**Required actions:**
#1 From the faculty profile of Joseph Wagoner, retype the passage that begins with "Professional Summary" and ends after "2021 to 2024.".
#2 Render this sentence from the faculty profile of Joseph Wagoner in Spanish: "He obtained his Ph.D. in Basic and Applied Social Psychology from Claremont Graduate University in 2019."

**Selection:**
+--

Joseph Wagoner, Ph.D.

Headshot of Joseph Wagoner.

Joseph Wagoner, Ph.D.

Assistant Professor, Social Psychology
Psychology
COLU 4045
Tuesday & Wednesday: 11:00am-12:00pm & By Appointment

Professional Summary

Dr. Wagoner (he/him) joined the UCCS Department of Psychology as an Assistant Professor of Social Psychology in Fall 2024. He obtained his Ph.D. in Basic and Applied Social Psychology from Claremont Graduate University in 2019. He was a Lecturer in the Department of Psychology at California State University, Fullerton, from 2012 to 2021 and a Postdoctoral Research Associate at UCCS from 2021 to 2024.

Dr. Wagoner is broadly interested in understanding and examining (a) why people identify with groups and internalize their beliefs and values, along with how identification processes affect group processes, intergroup relations, and responses to socio-political events, (b) how people's religious and political beliefs affect their social cognitive processes, (c) how psychological processes related to identities and belief systems operate similarity and differently across cultures, and (d) how unreported aspects of the research process can affect the generalizability of findings.

+--

**Dataset records:**
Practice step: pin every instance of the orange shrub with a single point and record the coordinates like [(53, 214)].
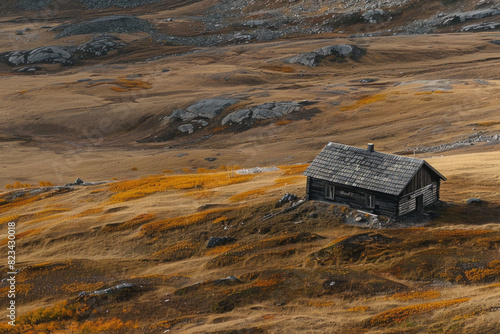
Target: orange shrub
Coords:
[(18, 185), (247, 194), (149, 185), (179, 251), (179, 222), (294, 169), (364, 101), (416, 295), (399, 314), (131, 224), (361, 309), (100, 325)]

+--

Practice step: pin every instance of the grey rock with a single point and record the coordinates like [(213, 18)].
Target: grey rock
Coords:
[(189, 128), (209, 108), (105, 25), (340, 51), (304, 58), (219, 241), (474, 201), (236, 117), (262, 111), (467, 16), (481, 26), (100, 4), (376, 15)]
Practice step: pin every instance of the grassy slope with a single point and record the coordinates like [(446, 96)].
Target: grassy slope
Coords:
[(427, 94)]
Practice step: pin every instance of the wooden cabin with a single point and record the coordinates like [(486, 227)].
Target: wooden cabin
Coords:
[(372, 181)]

+--

**The answers:**
#1
Professional Summary

Dr. Wagoner (he/him) joined the UCCS Department of Psychology as an Assistant Professor of Social Psychology in Fall 2024. He obtained his Ph.D. in Basic and Applied Social Psychology from Claremont Graduate University in 2019. He was a Lecturer in the Department of Psychology at California State University, Fullerton, from 2012 to 2021 and a Postdoctoral Research Associate at UCCS from 2021 to 2024.

#2 Obtuvo su doctorado en Psicología Social Básica y Aplicada en la Claremont Graduate University en 2019.